Position identification records:
-- BEGIN --

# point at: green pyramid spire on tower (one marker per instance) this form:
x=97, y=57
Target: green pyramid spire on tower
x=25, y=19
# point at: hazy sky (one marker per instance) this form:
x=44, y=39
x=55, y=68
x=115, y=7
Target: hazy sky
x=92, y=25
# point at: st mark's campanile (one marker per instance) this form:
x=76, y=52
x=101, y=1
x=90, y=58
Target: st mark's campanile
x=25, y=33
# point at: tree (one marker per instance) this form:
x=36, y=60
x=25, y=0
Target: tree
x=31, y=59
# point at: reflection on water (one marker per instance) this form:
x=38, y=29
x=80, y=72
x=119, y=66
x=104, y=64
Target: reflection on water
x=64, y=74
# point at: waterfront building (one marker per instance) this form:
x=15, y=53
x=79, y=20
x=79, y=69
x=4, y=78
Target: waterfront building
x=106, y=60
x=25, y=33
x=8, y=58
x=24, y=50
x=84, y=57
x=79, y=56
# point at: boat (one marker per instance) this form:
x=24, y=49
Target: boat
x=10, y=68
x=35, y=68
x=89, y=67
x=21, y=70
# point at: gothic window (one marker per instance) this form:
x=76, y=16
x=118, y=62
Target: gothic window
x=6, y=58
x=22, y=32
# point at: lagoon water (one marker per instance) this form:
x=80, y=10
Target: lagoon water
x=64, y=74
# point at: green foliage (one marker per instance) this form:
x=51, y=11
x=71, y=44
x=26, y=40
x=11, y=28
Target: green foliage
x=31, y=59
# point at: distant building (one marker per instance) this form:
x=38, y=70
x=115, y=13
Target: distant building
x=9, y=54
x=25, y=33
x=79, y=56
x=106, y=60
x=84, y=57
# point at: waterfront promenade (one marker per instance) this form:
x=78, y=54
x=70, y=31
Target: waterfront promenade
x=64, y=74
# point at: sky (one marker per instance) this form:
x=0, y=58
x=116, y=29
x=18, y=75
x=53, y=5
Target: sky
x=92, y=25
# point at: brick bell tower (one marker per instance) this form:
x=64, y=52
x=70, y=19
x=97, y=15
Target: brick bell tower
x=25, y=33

-- END --

**Request**: Starting with the line that contains "# point at: reflection" and continuing through the end of the data, rewrite those lines with "waterfront" swapped for "shoreline" and nothing else changed.

**The answer**:
# point at: reflection on water (one marker per instance) this form:
x=38, y=29
x=80, y=72
x=119, y=66
x=104, y=64
Target: reflection on water
x=64, y=74
# point at: shoreline building (one marker per instance) this form:
x=15, y=53
x=79, y=20
x=79, y=69
x=4, y=78
Target: shoreline building
x=106, y=60
x=25, y=33
x=8, y=58
x=24, y=50
x=84, y=57
x=79, y=56
# point at: boat (one marker per instance) this form:
x=24, y=49
Target: boat
x=10, y=68
x=35, y=68
x=89, y=67
x=21, y=70
# point at: gothic window (one marker per instance) this form:
x=76, y=16
x=118, y=62
Target: gothic window
x=6, y=58
x=22, y=32
# point at: lagoon water (one marker per instance) this form:
x=80, y=10
Target: lagoon water
x=64, y=74
# point at: green foliage (one marker per instance) this form:
x=51, y=11
x=71, y=44
x=26, y=40
x=11, y=28
Target: green foliage
x=31, y=59
# point at: distant building (one marker per instance) this form:
x=38, y=70
x=115, y=13
Target: distant building
x=9, y=54
x=25, y=33
x=79, y=56
x=106, y=60
x=84, y=57
# point at: shoreline promenade (one marker per instance) this form:
x=78, y=54
x=70, y=31
Target: shoreline promenade
x=64, y=74
# point at: sky (one marker per instance) this form:
x=0, y=58
x=116, y=29
x=18, y=75
x=53, y=5
Target: sky
x=92, y=25
# point at: brick bell tower (one marker per instance) this form:
x=64, y=52
x=70, y=19
x=97, y=15
Target: brick bell tower
x=25, y=33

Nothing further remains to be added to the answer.